Input data:

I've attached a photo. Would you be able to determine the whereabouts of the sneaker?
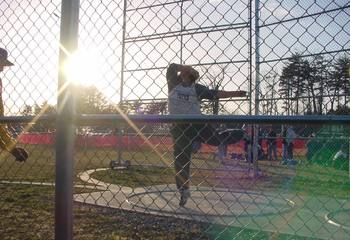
[179,189,191,207]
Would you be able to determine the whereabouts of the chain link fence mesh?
[0,0,350,239]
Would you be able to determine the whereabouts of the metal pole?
[116,0,127,163]
[119,0,127,104]
[253,0,260,176]
[55,0,79,240]
[180,1,184,64]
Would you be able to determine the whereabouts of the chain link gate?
[0,0,350,239]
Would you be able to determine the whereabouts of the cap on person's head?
[0,48,13,66]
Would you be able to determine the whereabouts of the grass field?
[0,143,350,239]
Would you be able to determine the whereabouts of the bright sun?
[64,51,102,86]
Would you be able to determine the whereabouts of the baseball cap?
[0,48,13,66]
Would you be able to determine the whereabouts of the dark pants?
[171,124,244,190]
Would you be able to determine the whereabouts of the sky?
[0,0,350,114]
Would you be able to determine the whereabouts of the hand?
[10,147,28,162]
[235,91,247,97]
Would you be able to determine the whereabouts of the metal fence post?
[55,0,79,240]
[253,0,260,176]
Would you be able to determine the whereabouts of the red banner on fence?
[19,133,306,152]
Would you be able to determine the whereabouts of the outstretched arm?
[217,91,247,98]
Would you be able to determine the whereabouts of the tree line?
[260,53,350,115]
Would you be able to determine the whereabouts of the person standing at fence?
[0,48,28,162]
[282,126,297,164]
[166,63,248,206]
[267,127,277,161]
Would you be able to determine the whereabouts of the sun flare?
[64,51,102,86]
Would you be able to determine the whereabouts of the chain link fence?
[0,0,350,239]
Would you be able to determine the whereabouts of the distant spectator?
[0,48,28,162]
[282,126,297,164]
[267,127,277,161]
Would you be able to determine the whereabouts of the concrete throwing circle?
[326,209,350,230]
[127,188,295,217]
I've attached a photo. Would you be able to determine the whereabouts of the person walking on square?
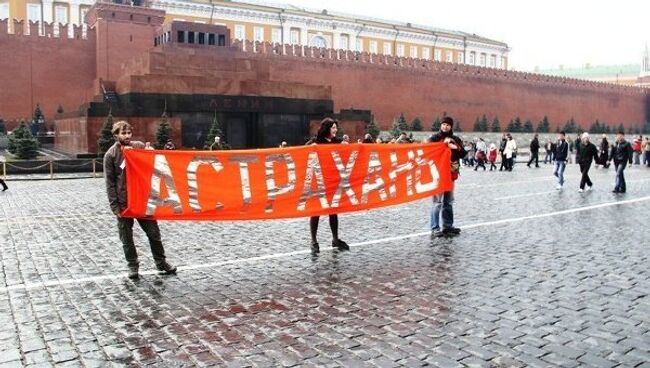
[503,133,517,171]
[598,134,609,169]
[544,140,553,164]
[104,120,176,279]
[488,143,497,171]
[526,134,539,167]
[309,118,350,255]
[429,116,466,237]
[553,132,569,190]
[576,132,598,193]
[643,137,650,167]
[609,131,632,193]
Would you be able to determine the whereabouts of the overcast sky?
[280,0,650,70]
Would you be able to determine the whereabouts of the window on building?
[368,41,377,54]
[235,24,246,40]
[309,35,327,48]
[397,43,404,56]
[54,6,68,24]
[0,3,9,19]
[271,28,282,43]
[253,27,264,42]
[422,47,431,60]
[27,4,41,22]
[79,8,88,24]
[339,35,350,50]
[384,42,393,55]
[289,29,300,45]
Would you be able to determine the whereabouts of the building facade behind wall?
[0,0,509,69]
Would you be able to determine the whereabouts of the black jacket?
[609,140,632,163]
[577,142,598,164]
[429,132,467,161]
[555,140,569,161]
[530,138,539,152]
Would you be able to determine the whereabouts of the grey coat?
[104,141,144,215]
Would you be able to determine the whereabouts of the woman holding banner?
[308,118,350,254]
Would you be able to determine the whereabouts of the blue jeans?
[431,190,454,230]
[553,161,566,185]
[614,161,627,192]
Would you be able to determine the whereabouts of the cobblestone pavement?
[0,165,650,367]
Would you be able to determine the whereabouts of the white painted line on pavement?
[0,196,650,292]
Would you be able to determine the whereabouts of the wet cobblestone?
[0,165,650,367]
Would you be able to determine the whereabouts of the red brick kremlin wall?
[0,20,96,129]
[234,42,650,130]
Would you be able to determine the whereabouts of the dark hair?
[316,118,339,140]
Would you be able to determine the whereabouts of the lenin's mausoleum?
[0,2,650,154]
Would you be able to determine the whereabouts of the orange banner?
[122,143,453,220]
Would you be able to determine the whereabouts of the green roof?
[536,64,641,78]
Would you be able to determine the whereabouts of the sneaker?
[332,239,350,250]
[128,265,140,280]
[431,229,445,238]
[311,242,320,254]
[156,261,176,275]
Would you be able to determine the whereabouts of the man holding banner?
[104,121,176,279]
[429,116,466,238]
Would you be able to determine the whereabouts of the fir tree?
[490,116,501,133]
[397,113,409,132]
[366,117,380,139]
[154,108,171,149]
[388,121,403,138]
[523,119,533,133]
[411,116,422,132]
[204,111,225,149]
[431,118,442,132]
[8,120,38,160]
[97,110,115,157]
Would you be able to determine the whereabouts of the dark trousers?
[499,153,508,171]
[117,217,165,266]
[614,161,627,192]
[527,151,539,167]
[309,215,339,243]
[474,160,485,171]
[580,162,594,189]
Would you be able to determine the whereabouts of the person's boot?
[332,239,350,250]
[156,261,176,275]
[128,264,140,280]
[311,241,320,254]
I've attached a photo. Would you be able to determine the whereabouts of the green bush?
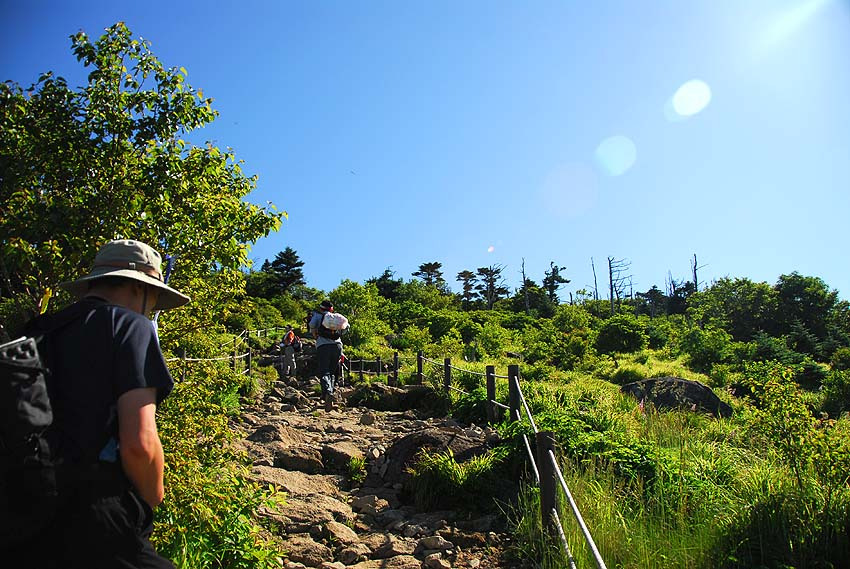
[153,362,278,569]
[451,387,487,425]
[679,328,732,373]
[596,314,648,354]
[823,370,850,417]
[407,447,510,511]
[611,366,646,385]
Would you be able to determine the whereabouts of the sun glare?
[594,134,637,176]
[667,79,711,118]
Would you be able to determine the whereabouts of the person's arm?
[118,387,165,508]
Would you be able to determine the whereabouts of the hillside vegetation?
[0,24,850,568]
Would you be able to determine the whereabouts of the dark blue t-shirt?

Set exercise: Rewrite the listing above as a Markdown table with the columns Row and Line, giving each line its own numbered row and skipping blank lines. Leave the pictures out of the table.

Written response:
| Row | Line |
|---|---|
| 1 | I've attached a photo. Would you be able to determine the whereabouts of the sneaker? |
| 2 | [179,189,191,207] |
| 3 | Would you be able to determine the whereabouts of the chain link fence mesh? |
| 4 | [0,0,350,239] |
| 5 | Would you be able to determine the whereabouts of the metal pole? |
| 6 | [116,0,127,163] |
| 7 | [119,0,127,104] |
| 8 | [253,0,260,176] |
| 9 | [55,0,79,240] |
| 10 | [180,1,184,64] |
| 11 | Would you be able to determine the whereabouts of the chain link gate? |
| 12 | [0,0,350,239] |
| 13 | Would you be able to determine the whereabouts of the cap on person's head? |
| 14 | [0,48,13,66] |
| 15 | Would you be able to determine the whereabouts of the grass field? |
| 16 | [0,143,350,239] |
| 17 | Would you be able to determine the whereabouts of the bright sun? |
| 18 | [64,51,102,86] |
| 19 | Would you be able to determine the whereabouts of the baseball cap? |
| 20 | [0,48,13,66] |
| 21 | Would you be able to determine the whereabouts of the dark pants? |
| 22 | [171,124,244,190] |
| 23 | Would you be able to determine the whereabouts of the sky? |
| 24 | [0,0,350,114] |
| 25 | Would you be able to determine the whereabouts of the hand? |
| 26 | [10,147,28,162] |
| 27 | [235,91,247,97] |
| 28 | Would you be able to determine the whereabouts of the metal fence post? |
| 29 | [55,0,79,240] |
| 30 | [253,0,260,176] |
| 31 | Would you be able to determine the whereabouts of the red banner on fence? |
| 32 | [19,133,306,152] |
| 33 | Would you be able to determine the whereabouts of the outstretched arm? |
| 34 | [217,91,247,98] |
| 35 | Would you be able to determine the whereabouts of the tree line? |
| 36 | [260,53,350,115] |
| 37 | Would you be able to determine the whereabouts of the person standing at fence? |
| 38 | [0,48,28,162] |
| 39 | [282,126,297,164] |
| 40 | [166,63,248,206] |
| 41 | [267,127,277,161] |
| 42 | Would you be able to determine the whereabouts of the sun flare? |
| 43 | [64,51,102,86] |
| 44 | Would you be able to determine the whereabouts of the chain link fence? |
| 45 | [0,0,350,239] |
| 46 | Would you be able to determine the whereabouts of the distant spectator? |
| 47 | [0,48,28,162] |
| 48 | [282,126,297,164] |
| 49 | [267,127,277,161] |
| 50 | Would you be able to determine the whereabouts of the concrete throwing circle? |
| 51 | [326,209,350,230] |
| 52 | [127,188,295,217] |
| 53 | I've attached a photo. Would you be able to determine the whereabouts of the person walking on square? |
| 54 | [503,133,517,171] |
| 55 | [598,134,609,169] |
| 56 | [544,140,553,164] |
| 57 | [104,120,176,279] |
| 58 | [488,143,497,171] |
| 59 | [526,134,539,167] |
| 60 | [309,118,350,255] |
| 61 | [429,116,466,237] |
| 62 | [553,132,569,190] |
| 63 | [576,132,598,193] |
| 64 | [643,137,650,167] |
| 65 | [609,131,632,193] |
| 66 | Would you be able to determine the whereabouts of the overcast sky? |
| 67 | [280,0,650,70] |
| 68 | Would you be able to determine the whereabouts of the window on building? |
| 69 | [368,41,377,54] |
| 70 | [235,24,246,40] |
| 71 | [309,35,327,48] |
| 72 | [397,43,404,56] |
| 73 | [54,6,68,24] |
| 74 | [0,3,9,19] |
| 75 | [271,28,282,43] |
| 76 | [253,27,264,42] |
| 77 | [422,47,431,60] |
| 78 | [27,4,41,22] |
| 79 | [79,8,88,24] |
| 80 | [339,35,350,50] |
| 81 | [384,42,393,55] |
| 82 | [289,29,300,45] |
| 83 | Would you be able to determine the whereabouts of the building facade behind wall? |
| 84 | [0,0,509,69] |
| 85 | Would you be able to determine the whereabouts of the black jacket? |
| 86 | [609,140,632,163] |
| 87 | [577,142,598,164] |
| 88 | [429,132,467,161] |
| 89 | [555,140,569,161] |
| 90 | [530,138,539,152] |
| 91 | Would you be able to determine the whereabouts of the grey coat? |
| 92 | [104,141,144,215] |
| 93 | Would you be able to determine the whereabouts of the woman holding banner? |
| 94 | [308,118,350,254] |
| 95 | Would you be able to determine the whereabouts of the blue jeans? |
| 96 | [431,190,454,230] |
| 97 | [553,161,566,185] |
| 98 | [614,161,627,192] |
| 99 | Would you be able to determine the whereabouts of the cobblestone pavement? |
| 100 | [0,165,650,367] |
| 101 | Would you be able to determine the whereabouts of the white painted line on pavement? |
| 102 | [0,196,650,292] |
| 103 | Would you be able to determine the whereabouts of the wet cobblestone? |
| 104 | [0,165,650,367] |
| 105 | Would you be able to determine the whereabouts of the red brick kremlin wall? |
| 106 | [0,20,96,129] |
| 107 | [234,42,650,130] |
| 108 | Would you be able to determine the whereabouts of the dark hair? |
| 109 | [316,118,339,140] |
| 110 | Would you be able to determine the whereabouts of the lenin's mausoleum? |
| 111 | [0,2,650,154] |
| 112 | Would you be able to determine the whereabouts of the orange banner? |
| 113 | [122,143,453,220] |
| 114 | Would you be able to determine the whereabouts of the green roof? |
| 115 | [536,64,641,78] |
| 116 | Would you be able to determine the whereabouts of the sneaker? |
| 117 | [332,239,350,250] |
| 118 | [128,265,140,280] |
| 119 | [431,229,445,238] |
| 120 | [311,242,320,254] |
| 121 | [156,261,176,275] |
| 122 | Would you be able to determine the whereabouts of the man holding banner? |
| 123 | [104,121,176,279] |
| 124 | [429,116,466,238] |
| 125 | Would you be able to determine the whereabouts of the fir tree? |
| 126 | [490,116,501,133] |
| 127 | [397,113,409,132] |
| 128 | [366,117,380,139] |
| 129 | [154,108,171,149] |
| 130 | [388,121,403,138] |
| 131 | [523,119,533,133] |
| 132 | [411,116,422,132] |
| 133 | [204,111,225,149] |
| 134 | [431,118,442,132] |
| 135 | [8,120,38,160] |
| 136 | [97,110,115,157] |
| 137 | Would you be able to determine the whereabouts of the dark trousers? |
| 138 | [499,153,508,171] |
| 139 | [117,217,165,266] |
| 140 | [614,161,627,192] |
| 141 | [527,151,539,167] |
| 142 | [309,215,339,243] |
| 143 | [474,160,485,171] |
| 144 | [580,162,594,189] |
| 145 | Would you be able to determine the whereabouts of the person's boot? |
| 146 | [332,239,350,250] |
| 147 | [156,261,176,275] |
| 148 | [128,264,140,280] |
| 149 | [311,241,320,254] |
| 150 | I've attached a photo. Would you be able to determine the whereabouts of the green bush? |
| 151 | [153,362,278,569] |
| 152 | [451,387,487,425] |
| 153 | [679,328,732,373] |
| 154 | [596,314,648,354] |
| 155 | [823,370,850,417] |
| 156 | [407,447,510,511] |
| 157 | [611,366,646,385] |
| 158 | Would you be able to determine the whereabouts of the sun glare? |
| 159 | [594,134,637,176] |
| 160 | [667,79,711,118] |
| 161 | Would you be able to determine the whereabouts of the person's arm? |
| 162 | [118,387,165,508] |
| 163 | Would you be able to determine the whereabouts of the hillside vegetation? |
| 164 | [0,24,850,568] |
| 165 | Would you be able to determine the whereabouts of the dark blue t-shirt? |